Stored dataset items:
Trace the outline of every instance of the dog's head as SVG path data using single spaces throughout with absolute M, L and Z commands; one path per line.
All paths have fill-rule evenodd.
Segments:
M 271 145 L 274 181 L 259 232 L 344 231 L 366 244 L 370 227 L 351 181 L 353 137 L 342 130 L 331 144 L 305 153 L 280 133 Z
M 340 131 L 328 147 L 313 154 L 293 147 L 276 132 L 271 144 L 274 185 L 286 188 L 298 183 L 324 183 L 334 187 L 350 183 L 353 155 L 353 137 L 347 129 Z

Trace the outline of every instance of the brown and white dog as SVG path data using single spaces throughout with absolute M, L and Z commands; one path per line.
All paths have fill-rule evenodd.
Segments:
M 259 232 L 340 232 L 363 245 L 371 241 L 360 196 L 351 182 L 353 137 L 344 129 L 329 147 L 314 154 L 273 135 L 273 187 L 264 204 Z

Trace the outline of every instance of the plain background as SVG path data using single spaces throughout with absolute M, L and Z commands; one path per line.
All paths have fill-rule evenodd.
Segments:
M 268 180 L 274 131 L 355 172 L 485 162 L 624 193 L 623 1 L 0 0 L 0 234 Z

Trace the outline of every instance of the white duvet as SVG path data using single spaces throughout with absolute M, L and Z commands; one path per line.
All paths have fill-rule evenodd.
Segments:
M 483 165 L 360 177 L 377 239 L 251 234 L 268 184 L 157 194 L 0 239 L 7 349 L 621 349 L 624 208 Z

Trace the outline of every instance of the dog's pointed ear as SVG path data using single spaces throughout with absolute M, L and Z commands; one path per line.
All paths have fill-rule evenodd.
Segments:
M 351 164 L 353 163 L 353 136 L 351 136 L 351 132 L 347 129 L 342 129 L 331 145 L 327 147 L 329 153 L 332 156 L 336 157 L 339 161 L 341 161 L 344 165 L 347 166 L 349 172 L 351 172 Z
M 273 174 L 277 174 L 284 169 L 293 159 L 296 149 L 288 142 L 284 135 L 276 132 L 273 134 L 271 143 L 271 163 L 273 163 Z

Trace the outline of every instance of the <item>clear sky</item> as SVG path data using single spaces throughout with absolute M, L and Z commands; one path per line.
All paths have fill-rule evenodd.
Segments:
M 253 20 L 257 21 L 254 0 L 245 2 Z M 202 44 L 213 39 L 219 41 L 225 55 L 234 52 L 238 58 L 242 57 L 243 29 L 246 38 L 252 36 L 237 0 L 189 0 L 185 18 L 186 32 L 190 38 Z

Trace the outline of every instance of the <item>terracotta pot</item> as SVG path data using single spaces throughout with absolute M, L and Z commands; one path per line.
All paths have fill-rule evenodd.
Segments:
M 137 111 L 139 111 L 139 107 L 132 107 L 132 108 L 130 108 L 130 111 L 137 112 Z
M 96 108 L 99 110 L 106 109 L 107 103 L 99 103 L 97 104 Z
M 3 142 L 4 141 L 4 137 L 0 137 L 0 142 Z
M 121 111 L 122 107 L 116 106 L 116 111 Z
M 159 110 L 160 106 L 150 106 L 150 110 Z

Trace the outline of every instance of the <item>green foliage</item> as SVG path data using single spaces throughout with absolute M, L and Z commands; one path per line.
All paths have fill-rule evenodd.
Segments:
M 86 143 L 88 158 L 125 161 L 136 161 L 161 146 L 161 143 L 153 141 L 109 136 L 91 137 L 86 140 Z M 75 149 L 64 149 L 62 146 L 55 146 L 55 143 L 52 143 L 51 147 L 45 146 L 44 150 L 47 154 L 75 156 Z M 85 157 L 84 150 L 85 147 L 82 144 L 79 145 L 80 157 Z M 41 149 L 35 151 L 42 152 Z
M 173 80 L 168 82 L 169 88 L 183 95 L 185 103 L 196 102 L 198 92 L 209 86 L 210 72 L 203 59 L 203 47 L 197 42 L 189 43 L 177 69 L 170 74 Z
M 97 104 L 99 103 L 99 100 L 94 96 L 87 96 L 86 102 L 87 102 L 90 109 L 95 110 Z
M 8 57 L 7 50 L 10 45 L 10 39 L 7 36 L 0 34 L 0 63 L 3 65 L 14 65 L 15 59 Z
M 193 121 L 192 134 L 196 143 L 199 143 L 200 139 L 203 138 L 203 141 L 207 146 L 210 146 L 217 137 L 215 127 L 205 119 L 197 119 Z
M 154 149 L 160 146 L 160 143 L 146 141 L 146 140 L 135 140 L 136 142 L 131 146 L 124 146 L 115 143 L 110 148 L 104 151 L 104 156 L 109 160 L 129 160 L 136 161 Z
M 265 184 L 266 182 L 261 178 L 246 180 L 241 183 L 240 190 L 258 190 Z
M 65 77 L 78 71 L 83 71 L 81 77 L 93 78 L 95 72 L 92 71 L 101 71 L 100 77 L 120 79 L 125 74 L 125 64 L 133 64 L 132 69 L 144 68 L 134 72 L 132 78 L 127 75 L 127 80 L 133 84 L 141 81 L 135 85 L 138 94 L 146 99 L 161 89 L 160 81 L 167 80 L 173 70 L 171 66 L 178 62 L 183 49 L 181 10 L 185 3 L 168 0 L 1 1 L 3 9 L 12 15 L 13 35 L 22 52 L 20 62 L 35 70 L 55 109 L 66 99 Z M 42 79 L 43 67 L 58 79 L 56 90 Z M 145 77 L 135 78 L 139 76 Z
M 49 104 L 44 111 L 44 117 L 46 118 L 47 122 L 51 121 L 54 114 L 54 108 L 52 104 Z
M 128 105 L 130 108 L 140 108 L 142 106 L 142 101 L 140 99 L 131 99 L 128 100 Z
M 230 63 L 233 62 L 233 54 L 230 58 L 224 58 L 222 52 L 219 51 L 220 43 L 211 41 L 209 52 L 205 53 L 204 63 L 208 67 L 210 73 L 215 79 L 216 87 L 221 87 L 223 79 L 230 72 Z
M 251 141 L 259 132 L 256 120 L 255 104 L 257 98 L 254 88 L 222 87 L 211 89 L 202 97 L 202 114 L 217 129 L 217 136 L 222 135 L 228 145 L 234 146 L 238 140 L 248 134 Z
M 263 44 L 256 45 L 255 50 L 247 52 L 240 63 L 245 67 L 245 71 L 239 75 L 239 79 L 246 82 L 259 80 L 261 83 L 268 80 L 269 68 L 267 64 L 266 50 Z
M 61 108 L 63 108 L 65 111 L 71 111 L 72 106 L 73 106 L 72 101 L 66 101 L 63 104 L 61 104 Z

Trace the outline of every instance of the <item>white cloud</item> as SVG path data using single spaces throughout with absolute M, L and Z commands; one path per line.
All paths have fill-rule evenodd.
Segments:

— Directions —
Identify the lines above with the word "throughout". Copy them.

— Completed exercise —
Trace the outline of every instance of the dog's head as SVG path data using single spaces throughout with absolute M, L and Z commands; one path per line.
Trace the outline of every instance of the brown and white dog as SVG path data using single spaces throughout with absolute M, L and Z commands; one path per line.
Trace the outline of every instance of the plain background as SVG path data using single spaces throughout with absolute M, L and Z commands; one path per line.
Trace the outline of every instance of the white duvet as SVG path data using single spaces throughout with absolute M, L and Z commands; one path per line.
Trace the outline of every instance of the dog's pointed ear as SVG path data using single spaces throughout with absolute M, L and Z commands; one path per line.
Trace the outline of every instance of the <item>clear sky</item> as SVG path data using single spaces throughout with absolute M, L and Z commands; one path per line.
Trace the outline of every instance of the <item>terracotta pot</item> as SVG path data using single spaces throughout with absolute M, L and Z commands; one path per line.
Trace the outline of every instance of the <item>green foliage</item> as SVG path data using single spaces throughout with absolute M, L and Z commands; one path per line.
Trace the outline of every instance of the <item>white cloud</item> as SVG path data using single spaces throughout with absolute M, L and Z commands; one path per line.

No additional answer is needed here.